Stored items
################

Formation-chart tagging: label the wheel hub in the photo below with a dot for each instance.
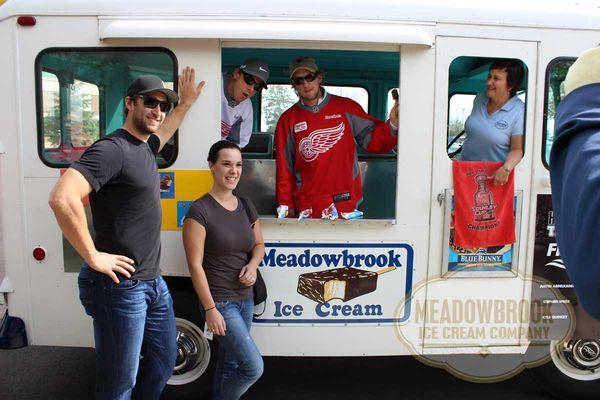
(583, 354)
(187, 352)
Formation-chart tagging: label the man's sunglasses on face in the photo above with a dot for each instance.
(152, 102)
(299, 80)
(250, 80)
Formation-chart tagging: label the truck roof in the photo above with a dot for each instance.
(571, 14)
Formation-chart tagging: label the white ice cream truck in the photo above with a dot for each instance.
(389, 284)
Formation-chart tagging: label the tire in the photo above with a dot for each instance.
(573, 371)
(193, 373)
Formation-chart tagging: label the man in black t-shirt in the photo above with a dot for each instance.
(120, 285)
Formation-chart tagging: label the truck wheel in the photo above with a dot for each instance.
(573, 371)
(193, 372)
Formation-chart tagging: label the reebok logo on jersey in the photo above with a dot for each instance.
(320, 141)
(300, 126)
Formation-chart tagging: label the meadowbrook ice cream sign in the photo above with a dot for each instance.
(485, 317)
(348, 283)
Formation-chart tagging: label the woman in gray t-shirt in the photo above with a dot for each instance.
(224, 245)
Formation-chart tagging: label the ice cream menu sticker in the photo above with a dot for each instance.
(336, 282)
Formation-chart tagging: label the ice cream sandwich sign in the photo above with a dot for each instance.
(325, 283)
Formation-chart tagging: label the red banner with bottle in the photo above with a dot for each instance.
(483, 210)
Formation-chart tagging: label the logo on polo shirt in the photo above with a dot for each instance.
(502, 124)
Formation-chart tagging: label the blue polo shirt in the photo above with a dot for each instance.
(488, 136)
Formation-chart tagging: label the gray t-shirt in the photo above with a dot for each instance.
(229, 239)
(125, 199)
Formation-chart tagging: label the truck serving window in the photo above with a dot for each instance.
(367, 77)
(467, 78)
(556, 72)
(80, 97)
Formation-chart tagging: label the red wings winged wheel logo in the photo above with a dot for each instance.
(320, 141)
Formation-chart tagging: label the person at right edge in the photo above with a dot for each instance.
(317, 161)
(575, 179)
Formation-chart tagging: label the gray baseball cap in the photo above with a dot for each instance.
(151, 83)
(307, 63)
(257, 68)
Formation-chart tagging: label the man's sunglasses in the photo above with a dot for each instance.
(300, 79)
(152, 102)
(250, 80)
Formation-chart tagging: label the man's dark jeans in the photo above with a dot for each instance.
(130, 319)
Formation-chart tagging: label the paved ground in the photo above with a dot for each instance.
(67, 373)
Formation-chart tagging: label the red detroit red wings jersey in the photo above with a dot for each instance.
(317, 161)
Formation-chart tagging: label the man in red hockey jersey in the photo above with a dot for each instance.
(317, 162)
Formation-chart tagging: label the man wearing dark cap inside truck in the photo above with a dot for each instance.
(236, 108)
(317, 162)
(120, 285)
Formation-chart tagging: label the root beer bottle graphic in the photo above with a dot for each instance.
(483, 201)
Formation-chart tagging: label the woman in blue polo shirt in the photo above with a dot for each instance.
(495, 127)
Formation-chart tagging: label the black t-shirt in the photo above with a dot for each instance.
(125, 199)
(229, 239)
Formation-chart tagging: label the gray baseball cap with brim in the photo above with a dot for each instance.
(145, 84)
(257, 68)
(307, 63)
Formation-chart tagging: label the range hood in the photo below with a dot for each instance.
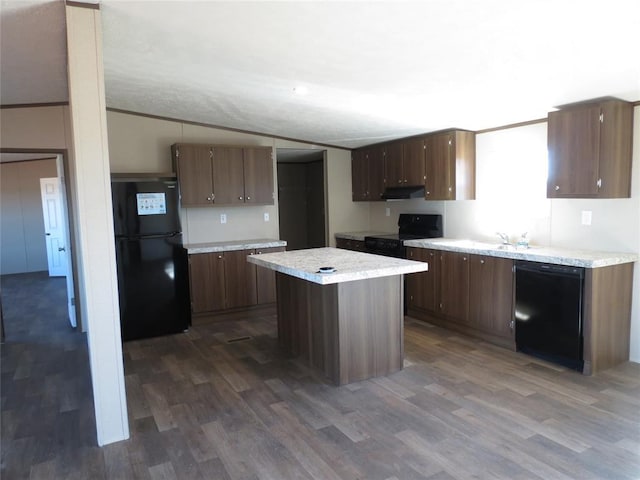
(402, 193)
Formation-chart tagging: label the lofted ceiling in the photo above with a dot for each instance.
(372, 71)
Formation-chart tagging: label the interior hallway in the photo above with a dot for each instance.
(221, 402)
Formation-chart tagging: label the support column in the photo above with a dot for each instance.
(99, 292)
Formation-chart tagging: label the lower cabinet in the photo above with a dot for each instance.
(349, 244)
(469, 293)
(225, 280)
(491, 290)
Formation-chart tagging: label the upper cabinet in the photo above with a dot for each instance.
(413, 161)
(590, 150)
(444, 163)
(450, 166)
(404, 163)
(367, 174)
(223, 175)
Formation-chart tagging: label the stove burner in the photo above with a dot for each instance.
(411, 226)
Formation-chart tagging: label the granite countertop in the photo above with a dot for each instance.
(230, 245)
(349, 265)
(559, 256)
(360, 235)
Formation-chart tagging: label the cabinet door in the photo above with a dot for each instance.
(413, 162)
(207, 284)
(454, 285)
(228, 175)
(439, 167)
(393, 165)
(491, 294)
(240, 279)
(266, 279)
(376, 162)
(422, 287)
(258, 176)
(195, 174)
(574, 146)
(359, 176)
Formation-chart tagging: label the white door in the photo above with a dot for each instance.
(54, 229)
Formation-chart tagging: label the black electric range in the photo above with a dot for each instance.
(411, 226)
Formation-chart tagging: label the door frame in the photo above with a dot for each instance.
(62, 167)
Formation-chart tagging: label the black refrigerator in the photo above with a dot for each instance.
(153, 278)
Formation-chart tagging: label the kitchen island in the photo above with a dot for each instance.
(348, 323)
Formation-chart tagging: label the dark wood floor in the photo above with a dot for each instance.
(214, 404)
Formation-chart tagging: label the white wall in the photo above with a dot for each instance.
(142, 144)
(511, 197)
(92, 185)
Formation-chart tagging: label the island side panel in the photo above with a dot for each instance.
(307, 323)
(371, 328)
(293, 307)
(607, 317)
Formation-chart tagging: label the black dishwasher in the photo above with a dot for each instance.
(548, 313)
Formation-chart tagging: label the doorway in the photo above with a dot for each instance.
(301, 197)
(24, 238)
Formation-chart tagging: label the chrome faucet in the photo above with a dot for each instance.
(504, 237)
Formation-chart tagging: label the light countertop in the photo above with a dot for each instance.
(210, 247)
(559, 256)
(360, 235)
(349, 265)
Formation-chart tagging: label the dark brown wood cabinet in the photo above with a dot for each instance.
(469, 293)
(404, 163)
(423, 290)
(445, 163)
(450, 166)
(367, 174)
(266, 278)
(590, 149)
(413, 164)
(491, 285)
(240, 279)
(207, 282)
(195, 173)
(350, 244)
(258, 175)
(454, 286)
(393, 174)
(223, 175)
(225, 280)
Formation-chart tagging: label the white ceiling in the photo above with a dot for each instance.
(374, 70)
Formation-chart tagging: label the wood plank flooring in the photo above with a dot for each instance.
(203, 406)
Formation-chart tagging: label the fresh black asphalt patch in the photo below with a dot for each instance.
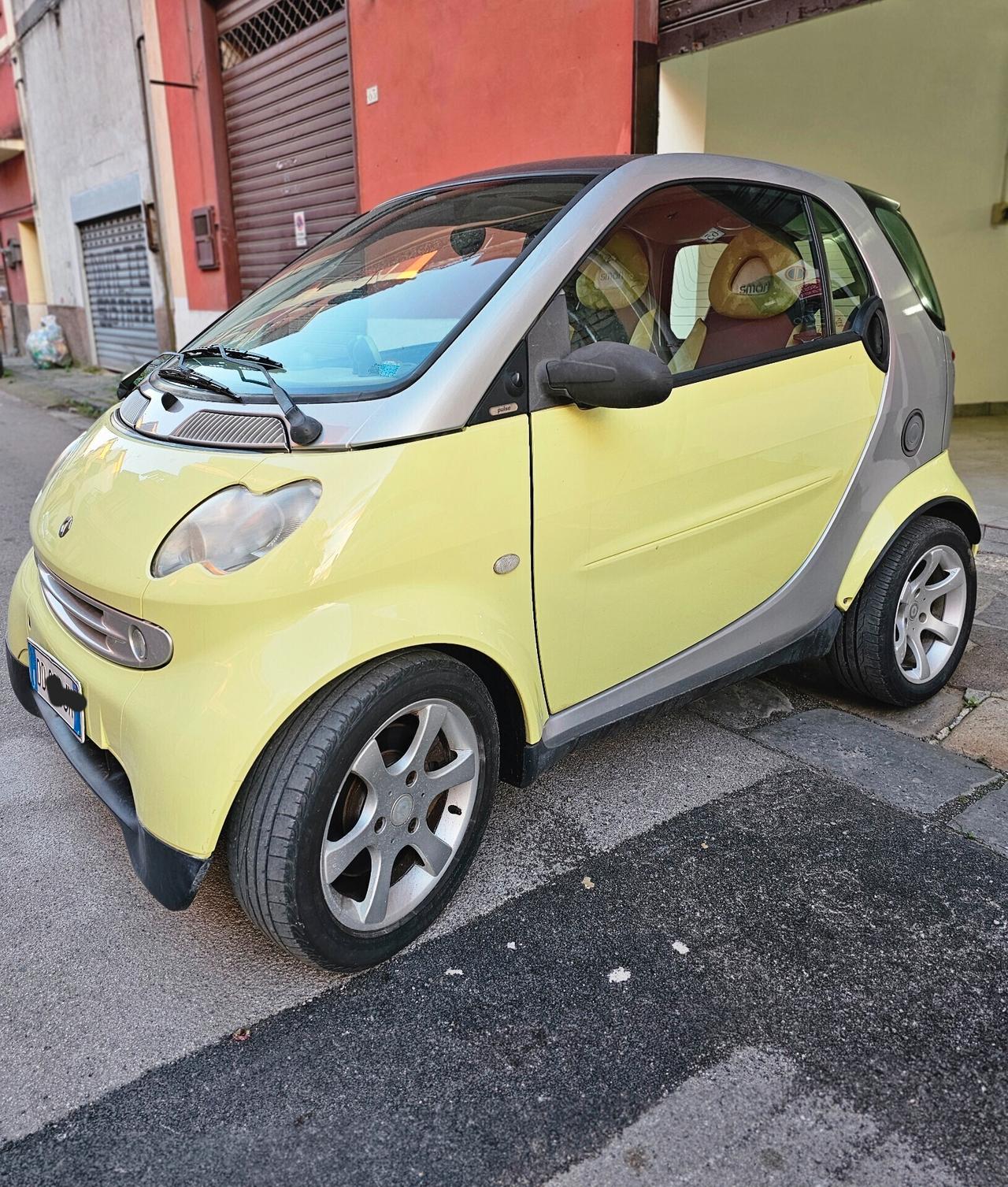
(869, 946)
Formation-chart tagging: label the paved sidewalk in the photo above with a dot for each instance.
(87, 391)
(760, 941)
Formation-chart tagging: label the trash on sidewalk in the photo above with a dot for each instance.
(48, 346)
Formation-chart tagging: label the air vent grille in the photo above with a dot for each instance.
(232, 428)
(133, 407)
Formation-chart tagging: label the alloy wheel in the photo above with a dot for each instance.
(930, 614)
(400, 814)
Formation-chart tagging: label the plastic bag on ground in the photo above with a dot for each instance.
(48, 346)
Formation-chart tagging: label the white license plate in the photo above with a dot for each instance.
(41, 667)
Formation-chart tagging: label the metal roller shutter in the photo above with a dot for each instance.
(687, 25)
(287, 81)
(119, 290)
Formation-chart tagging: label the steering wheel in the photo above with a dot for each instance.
(580, 325)
(365, 355)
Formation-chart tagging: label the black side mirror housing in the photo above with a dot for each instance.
(610, 375)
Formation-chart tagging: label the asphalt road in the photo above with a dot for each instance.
(790, 966)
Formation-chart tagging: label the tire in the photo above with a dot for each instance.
(306, 805)
(865, 653)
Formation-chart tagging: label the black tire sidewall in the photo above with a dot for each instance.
(906, 691)
(332, 943)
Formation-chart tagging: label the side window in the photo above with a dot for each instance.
(702, 274)
(849, 284)
(899, 233)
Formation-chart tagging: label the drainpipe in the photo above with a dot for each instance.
(142, 74)
(643, 128)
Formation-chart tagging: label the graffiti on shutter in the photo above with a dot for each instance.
(119, 290)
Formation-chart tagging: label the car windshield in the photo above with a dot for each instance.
(362, 313)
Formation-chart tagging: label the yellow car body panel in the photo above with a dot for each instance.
(398, 554)
(932, 481)
(654, 527)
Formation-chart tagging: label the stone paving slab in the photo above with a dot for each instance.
(921, 721)
(995, 613)
(902, 770)
(743, 705)
(986, 662)
(984, 734)
(987, 821)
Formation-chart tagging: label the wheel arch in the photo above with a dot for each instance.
(507, 702)
(932, 489)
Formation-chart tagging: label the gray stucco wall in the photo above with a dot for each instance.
(83, 113)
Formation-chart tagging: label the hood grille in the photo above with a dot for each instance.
(232, 428)
(132, 407)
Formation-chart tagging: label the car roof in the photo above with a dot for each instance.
(589, 166)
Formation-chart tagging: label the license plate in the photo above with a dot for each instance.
(41, 667)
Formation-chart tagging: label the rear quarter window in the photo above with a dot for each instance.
(904, 243)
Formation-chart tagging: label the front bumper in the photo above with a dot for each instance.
(171, 876)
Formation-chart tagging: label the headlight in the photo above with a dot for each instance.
(235, 527)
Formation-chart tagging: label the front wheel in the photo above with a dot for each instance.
(906, 630)
(358, 823)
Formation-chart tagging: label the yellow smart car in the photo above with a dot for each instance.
(498, 464)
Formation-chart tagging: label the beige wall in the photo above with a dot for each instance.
(909, 98)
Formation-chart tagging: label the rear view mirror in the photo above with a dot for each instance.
(610, 375)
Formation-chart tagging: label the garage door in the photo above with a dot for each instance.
(287, 81)
(119, 290)
(687, 25)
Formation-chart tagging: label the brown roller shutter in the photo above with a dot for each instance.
(687, 25)
(287, 82)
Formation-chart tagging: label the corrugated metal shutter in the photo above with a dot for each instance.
(290, 128)
(687, 25)
(119, 290)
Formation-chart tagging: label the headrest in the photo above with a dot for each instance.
(615, 274)
(755, 276)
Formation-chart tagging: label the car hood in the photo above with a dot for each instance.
(115, 498)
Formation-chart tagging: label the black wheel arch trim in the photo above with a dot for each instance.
(962, 515)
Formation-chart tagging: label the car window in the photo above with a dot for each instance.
(898, 232)
(849, 285)
(703, 276)
(369, 308)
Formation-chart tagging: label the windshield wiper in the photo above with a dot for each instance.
(246, 356)
(191, 379)
(304, 430)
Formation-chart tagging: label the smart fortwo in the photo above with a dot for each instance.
(495, 466)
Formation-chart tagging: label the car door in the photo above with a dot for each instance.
(655, 527)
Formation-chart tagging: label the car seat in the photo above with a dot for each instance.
(752, 288)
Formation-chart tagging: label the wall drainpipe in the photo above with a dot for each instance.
(142, 74)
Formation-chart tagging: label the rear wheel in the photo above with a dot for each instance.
(906, 630)
(358, 823)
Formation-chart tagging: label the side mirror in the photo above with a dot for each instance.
(870, 325)
(610, 375)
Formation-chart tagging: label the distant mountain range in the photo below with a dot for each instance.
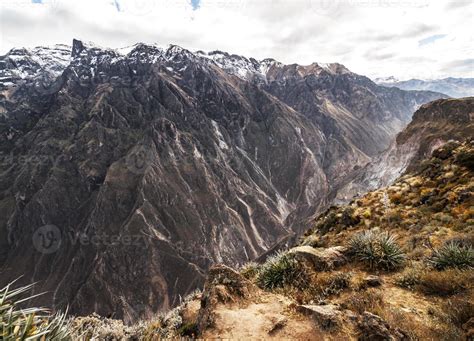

################

WORK INSTRUCTION ▸
When you find the line that contains "Formation-chart tagging: label the side mirror", retype it and every line after it through the end of the data above, exactly, with no pictures.

PROBLEM SOLUTION ▸
Formation-chart tagging: label the side mirror in the photo above with a dot for each instance.
(870, 325)
(610, 375)
Formation-chart tagging: label the distant mountain range in the photo below with a dot for each instance.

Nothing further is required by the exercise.